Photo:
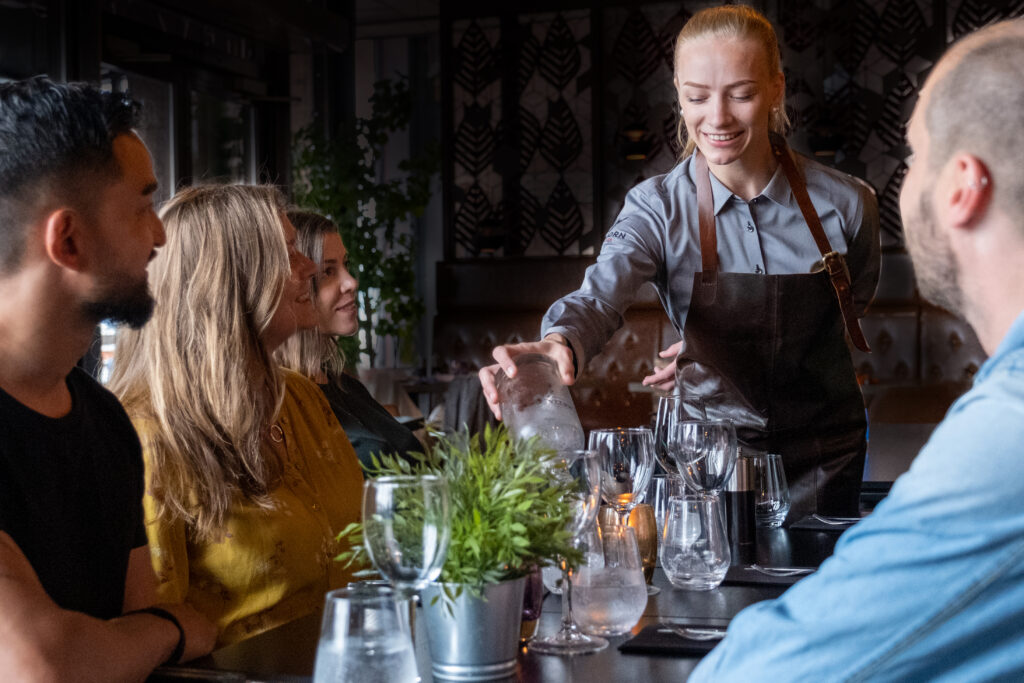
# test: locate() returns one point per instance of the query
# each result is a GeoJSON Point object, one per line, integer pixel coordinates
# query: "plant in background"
{"type": "Point", "coordinates": [338, 176]}
{"type": "Point", "coordinates": [510, 511]}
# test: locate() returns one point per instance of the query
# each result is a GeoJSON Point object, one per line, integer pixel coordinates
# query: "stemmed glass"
{"type": "Point", "coordinates": [670, 412]}
{"type": "Point", "coordinates": [583, 470]}
{"type": "Point", "coordinates": [706, 453]}
{"type": "Point", "coordinates": [627, 460]}
{"type": "Point", "coordinates": [406, 529]}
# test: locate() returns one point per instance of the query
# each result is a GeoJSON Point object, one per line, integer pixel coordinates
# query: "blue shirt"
{"type": "Point", "coordinates": [930, 587]}
{"type": "Point", "coordinates": [656, 240]}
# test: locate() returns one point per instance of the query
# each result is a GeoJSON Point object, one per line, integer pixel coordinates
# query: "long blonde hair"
{"type": "Point", "coordinates": [200, 370]}
{"type": "Point", "coordinates": [737, 22]}
{"type": "Point", "coordinates": [311, 352]}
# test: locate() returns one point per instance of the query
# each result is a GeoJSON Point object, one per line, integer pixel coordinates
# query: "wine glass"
{"type": "Point", "coordinates": [627, 461]}
{"type": "Point", "coordinates": [705, 451]}
{"type": "Point", "coordinates": [406, 528]}
{"type": "Point", "coordinates": [581, 468]}
{"type": "Point", "coordinates": [670, 411]}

Problem to work on >>
Each entry above should be copied exactly. The pictures should not.

Result >>
Photo:
# test: locate() returns one point per instance of the query
# each result is a GeoJSON Point object, one per line, integer pixel coordinates
# query: "plant in background"
{"type": "Point", "coordinates": [338, 176]}
{"type": "Point", "coordinates": [510, 511]}
# test: locate() returns one point per instance of the query
# each result is a GeoJSON Point object, one per line, integer pixel coordinates
# query: "stemmed glass"
{"type": "Point", "coordinates": [670, 412]}
{"type": "Point", "coordinates": [583, 470]}
{"type": "Point", "coordinates": [706, 453]}
{"type": "Point", "coordinates": [627, 460]}
{"type": "Point", "coordinates": [406, 529]}
# test: locate() returns one point per instance of the query
# each result is a GeoJSON Point object, one per line, integer pixel coordinates
# query: "blue shirt"
{"type": "Point", "coordinates": [930, 587]}
{"type": "Point", "coordinates": [656, 240]}
# test: locate() returns one point per instance of the query
# each result is a GeoJSON Point object, one per line, integer pixel coordinates
# query: "long blonde hair"
{"type": "Point", "coordinates": [200, 370]}
{"type": "Point", "coordinates": [737, 22]}
{"type": "Point", "coordinates": [311, 352]}
# test: locate() returns one point per instance of the query
# each result is a GeoJSON Point object, one per line, integer pixel coordinates
# query: "wine glass"
{"type": "Point", "coordinates": [627, 461]}
{"type": "Point", "coordinates": [705, 451]}
{"type": "Point", "coordinates": [406, 528]}
{"type": "Point", "coordinates": [581, 468]}
{"type": "Point", "coordinates": [670, 411]}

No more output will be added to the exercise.